TO DO:
- A) In the blog post, what is the name of the place where the writer has a meeting on Thursday?
- B) Copy word for word the part of the blog post that starts with the words "I still cannot" and ends after "make this decision.".

TEXT PROVIDED:
----------------
I am constantly in a state of meaning to write a new entry, but I never get around to it. But procrastinating writing papers is a good a time as any to update. I am now entering my final three days in my first semester at Dominican. It’s been an interesting ride. I have been close to leaving. Close to being an RA. Close to leaving again. And now. Here I am. Having made the decision to stay, I feel good. I know getting my degree is something I just have to do. And even though it is something that doesn’t necessarily tickle my fancy right now, it is going to benefit me in the long run.  So I’m okay with that. I am just getting through this last week, and then I have all of summer to enjoy.

Well. Kind of. I’m still going to be crazy busy. Summer plans as of now for sure include continuing to work at the gym, taking an english class (billy baby!), and hopefully dropping twenty pounds and increasing my flexability so I am ready for Chicago in the fall. Yes, that’s correct. Dominican is doing Chicago in the fall. I know. You don’t even have to say anything. So I really want to be way hot for that once auditions come around. Tentitive summer plans include going to Austin to visit Melrose and possibly doing a show. I don’t currently think I am going to actually audition anywhere, but a friend of mine brought up the possibility of being involved in a show he wrote that he is producing over the summer. So that’s up in the air. I am just kind of hoping to make a bunch of money, because I will probably have to get a car for next semester since once again I will be back to living at home. And since gas is approaching 4 bucks a gallon, I need to get some moolah in my pocket.

There is so much more to expand upon, but nothing is flowing from my fingers.

it’s exhausting being real but it’s worse to know I’m fake

when everything is counterfeit it makes me wanna break

I am sorry it has taken me so long to write to you, but I don’t have internet in my apartment and I always feel so awkward blogging in the school’s computer lab. Something makes me uninspired in there. But I am sitting here on my bed at my parent’s house, eating rainbow sherbet and writing you a post.
I am so glad that I got to see you last weekend. My life is seriously not the same without you in it. And I am happy that the distance between us hasn’t wracked too much havoc on our friendship.
I still cannot believe you are graduating early. I am so beyond jealous. Probably because I don’t even know when, or if, I am going to finish my undergrad. I keep going back and forth as to what I am going to do about next year. A very strong part of me wants to drop out and do the whole cosmetology route, because I love doing makeup/hair and I can get a good job after just a year of school. But there is also this little voice inside my head going, no no no just finish what you started. You don’t want to be a college drop out. I feel like I am trying to please too many people. And I really need to figure out what is going to make me happy and benefit me in the long run. I have my meeting at Aveda(the place I want to go) on Thursday, so hopefully I like the institute and I get more info to help me make this decision.
I started a new job. I am working at Loyola Center for Health and Fitness, or basically the gym that’s in Loyola Hospital. My friend Colleen works there too, and she basically got me the job. It’s a pretty sweet gig. Long hours, but the pay is awesome and I get a free membership at the gym. So I’m hoping to have a rockin bod by summer. Ha. Bod.
I miss you. Alot. And I love you even more. Say hi to Nate for me.
I will let you know when I am coming down next.
----------------
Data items
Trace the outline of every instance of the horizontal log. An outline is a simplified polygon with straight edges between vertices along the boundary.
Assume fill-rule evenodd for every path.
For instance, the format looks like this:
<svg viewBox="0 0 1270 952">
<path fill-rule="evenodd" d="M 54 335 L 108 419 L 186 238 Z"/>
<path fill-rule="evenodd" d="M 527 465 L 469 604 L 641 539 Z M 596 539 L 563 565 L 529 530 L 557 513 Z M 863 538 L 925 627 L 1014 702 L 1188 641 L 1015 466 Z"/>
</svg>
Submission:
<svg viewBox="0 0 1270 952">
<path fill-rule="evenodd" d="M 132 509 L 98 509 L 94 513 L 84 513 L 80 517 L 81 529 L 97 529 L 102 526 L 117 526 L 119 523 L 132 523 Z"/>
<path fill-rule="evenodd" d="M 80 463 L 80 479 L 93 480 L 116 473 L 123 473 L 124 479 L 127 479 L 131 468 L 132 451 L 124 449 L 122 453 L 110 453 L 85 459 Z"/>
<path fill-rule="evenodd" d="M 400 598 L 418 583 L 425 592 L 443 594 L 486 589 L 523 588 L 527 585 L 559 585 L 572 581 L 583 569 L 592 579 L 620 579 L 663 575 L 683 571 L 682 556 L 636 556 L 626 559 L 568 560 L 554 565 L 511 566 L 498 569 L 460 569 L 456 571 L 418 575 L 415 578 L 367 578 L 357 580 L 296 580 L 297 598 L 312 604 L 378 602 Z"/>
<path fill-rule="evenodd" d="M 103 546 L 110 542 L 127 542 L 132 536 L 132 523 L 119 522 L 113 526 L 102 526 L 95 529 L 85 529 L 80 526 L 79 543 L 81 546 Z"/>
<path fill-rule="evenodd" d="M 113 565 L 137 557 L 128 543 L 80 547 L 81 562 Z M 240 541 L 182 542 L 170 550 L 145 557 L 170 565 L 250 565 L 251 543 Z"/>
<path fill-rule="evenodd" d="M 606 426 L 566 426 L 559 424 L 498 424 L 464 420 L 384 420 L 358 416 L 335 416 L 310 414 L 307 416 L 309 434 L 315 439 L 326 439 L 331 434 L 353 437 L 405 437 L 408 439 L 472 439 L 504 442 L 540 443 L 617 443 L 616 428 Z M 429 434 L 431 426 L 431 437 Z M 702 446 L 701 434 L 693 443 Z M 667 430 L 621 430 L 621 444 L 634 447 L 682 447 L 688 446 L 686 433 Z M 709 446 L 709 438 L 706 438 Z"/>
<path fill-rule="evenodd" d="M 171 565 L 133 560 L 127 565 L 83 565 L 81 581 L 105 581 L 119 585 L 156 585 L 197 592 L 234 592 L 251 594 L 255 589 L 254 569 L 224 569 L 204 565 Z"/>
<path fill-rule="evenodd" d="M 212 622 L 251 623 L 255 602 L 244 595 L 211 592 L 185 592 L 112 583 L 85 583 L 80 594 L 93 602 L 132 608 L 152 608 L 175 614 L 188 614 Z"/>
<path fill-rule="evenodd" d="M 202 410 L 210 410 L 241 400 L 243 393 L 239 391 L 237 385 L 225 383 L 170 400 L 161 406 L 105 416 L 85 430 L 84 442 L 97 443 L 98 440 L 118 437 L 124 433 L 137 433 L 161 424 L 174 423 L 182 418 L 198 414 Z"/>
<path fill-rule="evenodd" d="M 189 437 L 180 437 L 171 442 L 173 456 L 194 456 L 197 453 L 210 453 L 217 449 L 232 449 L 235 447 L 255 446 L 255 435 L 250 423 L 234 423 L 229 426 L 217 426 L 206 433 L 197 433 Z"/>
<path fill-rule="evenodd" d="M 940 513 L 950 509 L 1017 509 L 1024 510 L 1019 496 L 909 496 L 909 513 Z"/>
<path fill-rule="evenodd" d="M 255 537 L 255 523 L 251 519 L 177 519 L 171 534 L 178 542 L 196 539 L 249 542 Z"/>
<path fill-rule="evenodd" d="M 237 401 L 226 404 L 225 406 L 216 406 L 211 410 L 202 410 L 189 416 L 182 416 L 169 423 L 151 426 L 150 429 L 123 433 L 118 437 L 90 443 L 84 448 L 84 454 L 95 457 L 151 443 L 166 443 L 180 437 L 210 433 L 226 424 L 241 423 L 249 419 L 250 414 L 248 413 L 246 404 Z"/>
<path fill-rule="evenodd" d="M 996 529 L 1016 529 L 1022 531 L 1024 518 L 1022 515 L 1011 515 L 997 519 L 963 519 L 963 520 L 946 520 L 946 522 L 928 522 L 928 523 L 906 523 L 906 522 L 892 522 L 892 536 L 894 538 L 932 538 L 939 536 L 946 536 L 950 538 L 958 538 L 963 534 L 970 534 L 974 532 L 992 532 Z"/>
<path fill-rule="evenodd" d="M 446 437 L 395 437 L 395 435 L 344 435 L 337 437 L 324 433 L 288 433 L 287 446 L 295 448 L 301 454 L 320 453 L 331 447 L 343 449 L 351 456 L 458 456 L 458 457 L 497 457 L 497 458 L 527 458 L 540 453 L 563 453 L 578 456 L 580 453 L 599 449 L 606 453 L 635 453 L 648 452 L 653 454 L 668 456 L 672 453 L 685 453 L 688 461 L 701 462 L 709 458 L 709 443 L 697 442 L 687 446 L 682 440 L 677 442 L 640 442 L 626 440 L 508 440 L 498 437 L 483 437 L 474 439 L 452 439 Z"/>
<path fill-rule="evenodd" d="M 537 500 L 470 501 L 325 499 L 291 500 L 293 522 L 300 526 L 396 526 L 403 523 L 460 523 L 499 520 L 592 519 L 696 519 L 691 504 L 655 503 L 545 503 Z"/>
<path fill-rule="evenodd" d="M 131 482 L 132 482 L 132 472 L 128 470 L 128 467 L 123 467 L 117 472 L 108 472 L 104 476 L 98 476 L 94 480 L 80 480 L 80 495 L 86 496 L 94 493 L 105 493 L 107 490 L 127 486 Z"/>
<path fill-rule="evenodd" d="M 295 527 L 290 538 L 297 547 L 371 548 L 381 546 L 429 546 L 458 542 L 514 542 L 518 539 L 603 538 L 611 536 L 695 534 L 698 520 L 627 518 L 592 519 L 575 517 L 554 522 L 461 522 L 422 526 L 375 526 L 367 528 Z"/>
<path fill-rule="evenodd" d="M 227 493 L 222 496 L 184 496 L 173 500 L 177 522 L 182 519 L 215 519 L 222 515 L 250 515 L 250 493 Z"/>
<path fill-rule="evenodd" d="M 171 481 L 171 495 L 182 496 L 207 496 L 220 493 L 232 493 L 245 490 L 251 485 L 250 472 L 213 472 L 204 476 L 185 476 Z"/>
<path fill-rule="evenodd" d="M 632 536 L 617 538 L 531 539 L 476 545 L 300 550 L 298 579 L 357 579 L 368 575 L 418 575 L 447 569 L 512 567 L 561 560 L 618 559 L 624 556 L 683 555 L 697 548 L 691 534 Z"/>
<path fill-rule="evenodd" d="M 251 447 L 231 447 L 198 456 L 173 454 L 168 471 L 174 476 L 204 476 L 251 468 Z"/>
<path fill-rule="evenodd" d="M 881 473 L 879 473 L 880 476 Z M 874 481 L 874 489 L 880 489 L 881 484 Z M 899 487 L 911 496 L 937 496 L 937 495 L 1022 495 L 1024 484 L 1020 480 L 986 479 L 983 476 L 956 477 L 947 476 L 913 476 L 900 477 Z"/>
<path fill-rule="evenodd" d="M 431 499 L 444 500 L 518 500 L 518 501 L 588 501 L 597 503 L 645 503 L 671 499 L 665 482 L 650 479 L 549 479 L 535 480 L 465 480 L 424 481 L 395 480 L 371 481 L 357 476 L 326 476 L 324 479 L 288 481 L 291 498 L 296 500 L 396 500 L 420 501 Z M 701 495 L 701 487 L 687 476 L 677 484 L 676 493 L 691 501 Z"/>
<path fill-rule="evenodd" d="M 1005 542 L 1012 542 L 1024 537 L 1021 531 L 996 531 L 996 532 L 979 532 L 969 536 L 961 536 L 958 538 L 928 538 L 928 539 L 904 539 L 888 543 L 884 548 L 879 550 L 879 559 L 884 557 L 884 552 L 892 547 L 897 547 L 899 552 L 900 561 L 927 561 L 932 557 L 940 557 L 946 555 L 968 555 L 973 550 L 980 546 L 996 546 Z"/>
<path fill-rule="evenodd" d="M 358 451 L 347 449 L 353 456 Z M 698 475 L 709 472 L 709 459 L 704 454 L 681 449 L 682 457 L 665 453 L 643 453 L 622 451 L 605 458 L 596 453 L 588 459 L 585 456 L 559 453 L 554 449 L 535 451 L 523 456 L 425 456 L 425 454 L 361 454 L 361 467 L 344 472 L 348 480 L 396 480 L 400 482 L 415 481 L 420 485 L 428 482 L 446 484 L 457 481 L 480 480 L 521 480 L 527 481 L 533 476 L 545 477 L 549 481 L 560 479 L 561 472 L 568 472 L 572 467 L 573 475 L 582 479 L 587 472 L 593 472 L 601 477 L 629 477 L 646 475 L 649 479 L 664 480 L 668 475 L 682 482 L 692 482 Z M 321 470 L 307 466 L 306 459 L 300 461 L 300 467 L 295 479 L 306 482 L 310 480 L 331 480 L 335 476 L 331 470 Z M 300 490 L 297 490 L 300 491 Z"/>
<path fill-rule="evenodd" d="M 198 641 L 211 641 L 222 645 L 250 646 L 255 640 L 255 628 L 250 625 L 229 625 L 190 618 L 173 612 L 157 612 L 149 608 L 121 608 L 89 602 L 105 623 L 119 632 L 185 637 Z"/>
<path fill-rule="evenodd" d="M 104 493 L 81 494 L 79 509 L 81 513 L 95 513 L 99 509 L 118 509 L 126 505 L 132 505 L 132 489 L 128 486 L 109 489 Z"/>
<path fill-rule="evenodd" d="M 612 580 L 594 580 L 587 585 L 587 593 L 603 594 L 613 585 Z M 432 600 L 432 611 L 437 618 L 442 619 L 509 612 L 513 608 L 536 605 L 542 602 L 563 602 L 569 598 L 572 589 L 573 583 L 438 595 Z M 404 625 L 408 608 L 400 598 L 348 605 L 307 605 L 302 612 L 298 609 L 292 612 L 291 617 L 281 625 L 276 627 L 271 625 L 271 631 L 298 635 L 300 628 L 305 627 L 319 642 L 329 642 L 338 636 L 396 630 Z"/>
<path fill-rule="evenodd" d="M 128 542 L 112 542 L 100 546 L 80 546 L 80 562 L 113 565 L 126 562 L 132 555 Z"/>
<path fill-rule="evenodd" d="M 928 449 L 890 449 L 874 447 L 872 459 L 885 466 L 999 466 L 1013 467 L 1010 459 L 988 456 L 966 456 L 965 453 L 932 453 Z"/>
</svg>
----------------
ANSWERS TO THE TASKS:
- A) Aveda

- B)
I still cannot believe you are graduating early. I am so beyond jealous. Probably because I don’t even know when, or if, I am going to finish my undergrad. I keep going back and forth as to what I am going to do about next year. A very strong part of me wants to drop out and do the whole cosmetology route, because I love doing makeup/hair and I can get a good job after just a year of school. But there is also this little voice inside my head going, no no no just finish what you started. You don’t want to be a college drop out. I feel like I am trying to please too many people. And I really need to figure out what is going to make me happy and benefit me in the long run. I have my meeting at Aveda(the place I want to go) on Thursday, so hopefully I like the institute and I get more info to help me make this decision.